• _READING TEXT_:
·····

The doctors began by extracting bone marrow in a procedure that required 10 minutes of general anaesthesia. The stem cells were harvested from the marrow and injected through a catheter into the pancreas, with no need for surgery.

The entire procedure was carried out in a single day. The bone marrow was extracted in the morning, and the stem cells were injected during a two-hour process later in the day. "That evening, the patient walked out of the hospital," Saslavsky said.

In preliminary control studies, the doctors observed that the pancreas began to produce insulin again, not in the normal amount, but at the levels of a Type 2 diabetes patient.

"In this case, we did not expect the patient to be cured, but rather to improve to the point of a diabetic who can be successfully treated with medication," Saslavsky explained.

The results of this pioneering experiment have opened up a whole new world of possibilities for the treatment of the disease.

The research team does not know how long the benefits of the injection will last, or if the procedure will be effective in Type I or insulin-dependent diabetics. "We still haven't tried it," noted Saslavsky.

However, he stressed, the procedure is an extremely simple one that requires nothing more than the patient's consent, and has no potentially negative side effects. "The worst that can happen is that it doesn't have any beneficial effect, but it is completely harmless," he said.

As of now, the doctors have yet to publish their results in scientific journals, and have not considered patenting the procedure. Publication would require a larger number of test cases and more time to observe the effects, and the technique is not novel enough to patent.

"We combined various techniques that have been used in the past for other purposes," Saslavsky said. At the San Nicolas Clinic alone, stem cells have been injected into the hearts of close to 100 patients who have suffered heart attacks.

Stem cells can transform themselves into any kind of cell in the human body, including neurons or brain cells, which is why this field of medical research offers such enormous potential.

There are two types of stem cells. Embryonic stem cells are harvested from embryos created through in vitro fertilization, while adult stem cells are readily available in sources like the pancreas and brain, although they are most easily harvested from bone marrow.

Stem cells do not age, and can be used to regenerate tissue and organs even in elderly patients. "When patients are old, they have fewer stem cells, but the quality of the cells does not change," said Saslavsky.

Embryonic stem cell research has generated enormous expectations in the medical community, he noted, but because the process used to harvest the cells kills the embryo, it has become an extremely controversial issue, which makes the advances achieved with adult stem cells even more significant.

·····

• _RECORDS SHOWN_:
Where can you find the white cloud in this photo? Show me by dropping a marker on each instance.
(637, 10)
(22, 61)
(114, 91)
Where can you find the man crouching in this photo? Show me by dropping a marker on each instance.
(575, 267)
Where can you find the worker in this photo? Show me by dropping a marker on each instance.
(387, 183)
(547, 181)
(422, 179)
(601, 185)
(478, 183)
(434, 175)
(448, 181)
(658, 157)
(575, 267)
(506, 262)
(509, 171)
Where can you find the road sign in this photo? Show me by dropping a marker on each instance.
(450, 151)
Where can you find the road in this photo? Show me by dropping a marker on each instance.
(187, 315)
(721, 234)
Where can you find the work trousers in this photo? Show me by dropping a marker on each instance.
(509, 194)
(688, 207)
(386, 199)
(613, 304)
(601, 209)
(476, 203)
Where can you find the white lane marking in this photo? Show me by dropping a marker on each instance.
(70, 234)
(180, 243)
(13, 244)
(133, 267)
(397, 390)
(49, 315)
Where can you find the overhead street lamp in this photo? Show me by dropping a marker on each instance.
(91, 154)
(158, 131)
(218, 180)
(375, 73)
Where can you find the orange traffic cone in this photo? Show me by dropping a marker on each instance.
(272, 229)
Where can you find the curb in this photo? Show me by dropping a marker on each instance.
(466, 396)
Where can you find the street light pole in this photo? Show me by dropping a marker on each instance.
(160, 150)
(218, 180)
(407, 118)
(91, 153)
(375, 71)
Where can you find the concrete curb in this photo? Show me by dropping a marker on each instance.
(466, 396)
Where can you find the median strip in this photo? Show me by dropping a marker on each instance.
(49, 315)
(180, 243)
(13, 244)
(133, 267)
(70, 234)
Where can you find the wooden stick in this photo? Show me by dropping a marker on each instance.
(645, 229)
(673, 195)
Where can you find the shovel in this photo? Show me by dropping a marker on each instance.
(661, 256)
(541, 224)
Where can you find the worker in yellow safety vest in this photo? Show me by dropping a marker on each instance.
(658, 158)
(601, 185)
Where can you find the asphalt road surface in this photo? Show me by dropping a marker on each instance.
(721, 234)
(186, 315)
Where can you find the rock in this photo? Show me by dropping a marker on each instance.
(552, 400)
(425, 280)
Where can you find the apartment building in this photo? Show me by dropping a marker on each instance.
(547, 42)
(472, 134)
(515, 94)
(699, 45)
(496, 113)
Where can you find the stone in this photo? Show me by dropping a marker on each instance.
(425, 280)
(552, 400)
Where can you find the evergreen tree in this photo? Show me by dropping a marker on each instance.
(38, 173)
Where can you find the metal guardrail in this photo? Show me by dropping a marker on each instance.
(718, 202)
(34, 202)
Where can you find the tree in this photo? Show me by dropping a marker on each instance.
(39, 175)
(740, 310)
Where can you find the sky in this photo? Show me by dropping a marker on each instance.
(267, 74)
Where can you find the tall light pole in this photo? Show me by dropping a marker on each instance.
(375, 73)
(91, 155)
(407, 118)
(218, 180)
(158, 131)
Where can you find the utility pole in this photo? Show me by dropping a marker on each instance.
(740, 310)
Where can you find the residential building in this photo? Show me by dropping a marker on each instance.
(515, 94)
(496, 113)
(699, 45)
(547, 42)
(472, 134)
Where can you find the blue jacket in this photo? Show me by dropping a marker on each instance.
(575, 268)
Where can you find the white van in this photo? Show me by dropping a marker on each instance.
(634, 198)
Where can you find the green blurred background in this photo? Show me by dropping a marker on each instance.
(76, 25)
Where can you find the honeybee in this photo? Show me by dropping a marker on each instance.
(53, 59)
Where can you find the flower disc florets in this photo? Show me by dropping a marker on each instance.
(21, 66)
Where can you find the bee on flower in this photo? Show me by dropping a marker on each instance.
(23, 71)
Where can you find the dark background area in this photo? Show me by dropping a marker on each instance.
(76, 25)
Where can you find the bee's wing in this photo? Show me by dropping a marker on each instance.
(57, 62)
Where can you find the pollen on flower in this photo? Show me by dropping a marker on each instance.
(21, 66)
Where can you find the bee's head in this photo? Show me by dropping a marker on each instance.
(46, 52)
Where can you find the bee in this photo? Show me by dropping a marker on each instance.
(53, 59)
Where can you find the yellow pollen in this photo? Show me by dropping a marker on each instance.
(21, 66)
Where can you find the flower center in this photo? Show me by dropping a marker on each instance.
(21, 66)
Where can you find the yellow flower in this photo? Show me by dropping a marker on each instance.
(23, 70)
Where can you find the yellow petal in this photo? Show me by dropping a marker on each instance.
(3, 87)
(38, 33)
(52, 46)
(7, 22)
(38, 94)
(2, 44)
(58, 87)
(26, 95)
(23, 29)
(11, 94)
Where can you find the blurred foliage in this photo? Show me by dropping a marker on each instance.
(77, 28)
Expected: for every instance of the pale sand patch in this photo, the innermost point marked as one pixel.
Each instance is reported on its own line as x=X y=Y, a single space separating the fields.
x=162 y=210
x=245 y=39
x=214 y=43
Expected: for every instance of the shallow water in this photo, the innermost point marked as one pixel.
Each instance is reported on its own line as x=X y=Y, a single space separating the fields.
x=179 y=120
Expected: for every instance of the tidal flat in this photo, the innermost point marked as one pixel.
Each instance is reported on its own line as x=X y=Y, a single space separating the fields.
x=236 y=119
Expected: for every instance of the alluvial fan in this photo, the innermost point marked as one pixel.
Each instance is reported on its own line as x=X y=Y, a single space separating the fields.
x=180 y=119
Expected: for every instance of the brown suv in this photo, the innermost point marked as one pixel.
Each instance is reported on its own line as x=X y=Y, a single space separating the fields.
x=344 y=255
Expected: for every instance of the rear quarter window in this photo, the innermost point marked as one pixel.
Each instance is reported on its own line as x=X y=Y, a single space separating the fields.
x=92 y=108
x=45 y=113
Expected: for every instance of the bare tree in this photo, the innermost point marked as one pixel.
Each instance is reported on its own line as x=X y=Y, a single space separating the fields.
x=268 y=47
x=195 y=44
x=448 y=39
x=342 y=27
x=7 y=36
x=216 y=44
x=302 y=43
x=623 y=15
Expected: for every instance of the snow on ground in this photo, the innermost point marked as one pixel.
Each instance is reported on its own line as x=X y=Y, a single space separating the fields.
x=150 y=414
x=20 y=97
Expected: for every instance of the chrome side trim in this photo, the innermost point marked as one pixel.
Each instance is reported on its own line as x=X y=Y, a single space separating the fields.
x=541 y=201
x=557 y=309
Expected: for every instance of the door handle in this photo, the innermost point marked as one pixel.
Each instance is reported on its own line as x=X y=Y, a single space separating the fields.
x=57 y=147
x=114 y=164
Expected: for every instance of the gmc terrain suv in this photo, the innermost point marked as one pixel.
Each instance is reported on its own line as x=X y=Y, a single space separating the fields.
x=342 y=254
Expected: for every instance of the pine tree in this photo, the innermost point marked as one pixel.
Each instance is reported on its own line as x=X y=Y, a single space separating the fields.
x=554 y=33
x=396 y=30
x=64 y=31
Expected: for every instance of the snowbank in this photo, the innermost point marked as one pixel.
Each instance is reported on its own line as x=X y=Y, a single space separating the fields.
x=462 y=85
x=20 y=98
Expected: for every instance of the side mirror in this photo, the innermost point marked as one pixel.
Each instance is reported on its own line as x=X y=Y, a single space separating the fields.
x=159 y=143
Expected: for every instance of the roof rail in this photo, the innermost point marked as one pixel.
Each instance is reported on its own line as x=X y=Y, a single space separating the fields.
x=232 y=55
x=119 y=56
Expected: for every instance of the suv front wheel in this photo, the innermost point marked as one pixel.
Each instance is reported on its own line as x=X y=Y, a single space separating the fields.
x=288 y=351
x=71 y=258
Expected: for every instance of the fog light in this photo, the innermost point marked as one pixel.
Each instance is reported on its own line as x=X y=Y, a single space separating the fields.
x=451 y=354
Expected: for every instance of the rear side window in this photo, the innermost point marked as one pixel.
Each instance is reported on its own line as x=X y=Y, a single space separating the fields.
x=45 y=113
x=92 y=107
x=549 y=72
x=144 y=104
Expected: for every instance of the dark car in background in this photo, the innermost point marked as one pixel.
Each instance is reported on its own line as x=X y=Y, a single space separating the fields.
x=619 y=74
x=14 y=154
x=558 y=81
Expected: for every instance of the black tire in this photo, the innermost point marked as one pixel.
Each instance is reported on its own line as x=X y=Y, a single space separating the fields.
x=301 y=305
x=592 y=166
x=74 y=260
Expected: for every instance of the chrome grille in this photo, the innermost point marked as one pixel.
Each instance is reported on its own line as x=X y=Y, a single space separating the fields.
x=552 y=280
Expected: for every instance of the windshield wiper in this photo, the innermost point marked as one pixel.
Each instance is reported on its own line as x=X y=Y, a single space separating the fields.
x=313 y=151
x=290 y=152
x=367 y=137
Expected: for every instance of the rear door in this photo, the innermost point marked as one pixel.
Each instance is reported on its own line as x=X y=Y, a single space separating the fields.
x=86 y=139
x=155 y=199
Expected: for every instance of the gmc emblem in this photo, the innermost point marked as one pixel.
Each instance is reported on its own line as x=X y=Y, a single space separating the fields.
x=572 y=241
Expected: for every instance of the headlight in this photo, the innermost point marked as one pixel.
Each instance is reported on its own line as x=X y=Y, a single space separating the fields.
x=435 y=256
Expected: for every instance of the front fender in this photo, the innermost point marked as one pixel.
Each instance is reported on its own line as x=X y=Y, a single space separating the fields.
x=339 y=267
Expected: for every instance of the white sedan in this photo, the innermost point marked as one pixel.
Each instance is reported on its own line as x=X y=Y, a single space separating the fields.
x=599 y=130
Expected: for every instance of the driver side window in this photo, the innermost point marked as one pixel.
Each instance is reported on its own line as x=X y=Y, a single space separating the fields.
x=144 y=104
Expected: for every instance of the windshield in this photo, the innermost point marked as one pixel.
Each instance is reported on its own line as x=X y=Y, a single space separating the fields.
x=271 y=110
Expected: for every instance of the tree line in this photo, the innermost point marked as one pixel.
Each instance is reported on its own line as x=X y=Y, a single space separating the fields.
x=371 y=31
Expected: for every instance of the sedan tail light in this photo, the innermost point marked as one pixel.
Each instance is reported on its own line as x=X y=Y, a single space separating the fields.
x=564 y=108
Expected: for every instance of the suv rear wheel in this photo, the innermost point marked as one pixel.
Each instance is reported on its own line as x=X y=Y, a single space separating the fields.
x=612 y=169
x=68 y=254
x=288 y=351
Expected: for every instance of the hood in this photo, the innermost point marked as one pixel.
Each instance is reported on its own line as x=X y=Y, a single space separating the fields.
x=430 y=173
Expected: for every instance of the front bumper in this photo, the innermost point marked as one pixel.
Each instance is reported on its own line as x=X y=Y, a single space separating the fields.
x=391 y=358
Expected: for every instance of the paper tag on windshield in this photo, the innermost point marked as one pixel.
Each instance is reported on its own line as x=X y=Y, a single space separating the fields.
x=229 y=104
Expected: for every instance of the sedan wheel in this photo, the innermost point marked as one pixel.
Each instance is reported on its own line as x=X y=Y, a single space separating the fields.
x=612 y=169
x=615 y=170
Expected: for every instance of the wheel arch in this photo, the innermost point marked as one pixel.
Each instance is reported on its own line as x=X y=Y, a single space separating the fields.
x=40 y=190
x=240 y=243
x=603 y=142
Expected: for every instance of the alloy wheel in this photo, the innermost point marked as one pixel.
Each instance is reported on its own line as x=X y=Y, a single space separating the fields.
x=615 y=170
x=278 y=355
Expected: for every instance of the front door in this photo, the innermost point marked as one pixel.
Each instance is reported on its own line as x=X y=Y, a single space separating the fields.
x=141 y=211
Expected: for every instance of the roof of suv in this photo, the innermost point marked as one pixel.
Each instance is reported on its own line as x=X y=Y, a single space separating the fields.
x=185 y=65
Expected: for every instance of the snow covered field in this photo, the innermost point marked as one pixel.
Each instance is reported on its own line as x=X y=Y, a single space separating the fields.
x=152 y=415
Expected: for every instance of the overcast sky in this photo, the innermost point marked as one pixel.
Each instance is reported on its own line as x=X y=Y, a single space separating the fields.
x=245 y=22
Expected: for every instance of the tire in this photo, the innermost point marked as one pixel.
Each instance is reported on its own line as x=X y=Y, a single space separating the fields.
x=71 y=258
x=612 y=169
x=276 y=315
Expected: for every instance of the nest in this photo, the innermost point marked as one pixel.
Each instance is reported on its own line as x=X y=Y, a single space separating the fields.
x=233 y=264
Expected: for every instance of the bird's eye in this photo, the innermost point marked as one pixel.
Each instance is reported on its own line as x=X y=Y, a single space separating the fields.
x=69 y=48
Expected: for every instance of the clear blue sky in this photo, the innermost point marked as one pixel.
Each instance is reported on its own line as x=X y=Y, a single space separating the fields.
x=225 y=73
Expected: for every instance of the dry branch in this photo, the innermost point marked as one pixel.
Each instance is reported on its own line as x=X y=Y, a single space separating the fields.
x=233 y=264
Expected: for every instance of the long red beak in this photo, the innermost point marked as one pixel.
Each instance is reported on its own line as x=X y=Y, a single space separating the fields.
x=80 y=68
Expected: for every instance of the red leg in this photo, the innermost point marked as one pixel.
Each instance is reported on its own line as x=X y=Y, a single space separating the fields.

·····

• _TRY IT_: What are all the direct quotations from Saslavsky in the stem cell article?

• _TASK RESULT_:
- "That evening, the patient walked out of the hospital."
- "In this case, we did not expect the patient to be cured, but rather to improve to the point of a diabetic who can be successfully treated with medication."
- "We still haven't tried it."
- "The worst that can happen is that it doesn't have any beneficial effect, but it is completely harmless."
- "We combined various techniques that have been used in the past for other purposes."
- "When patients are old, they have fewer stem cells, but the quality of the cells does not change."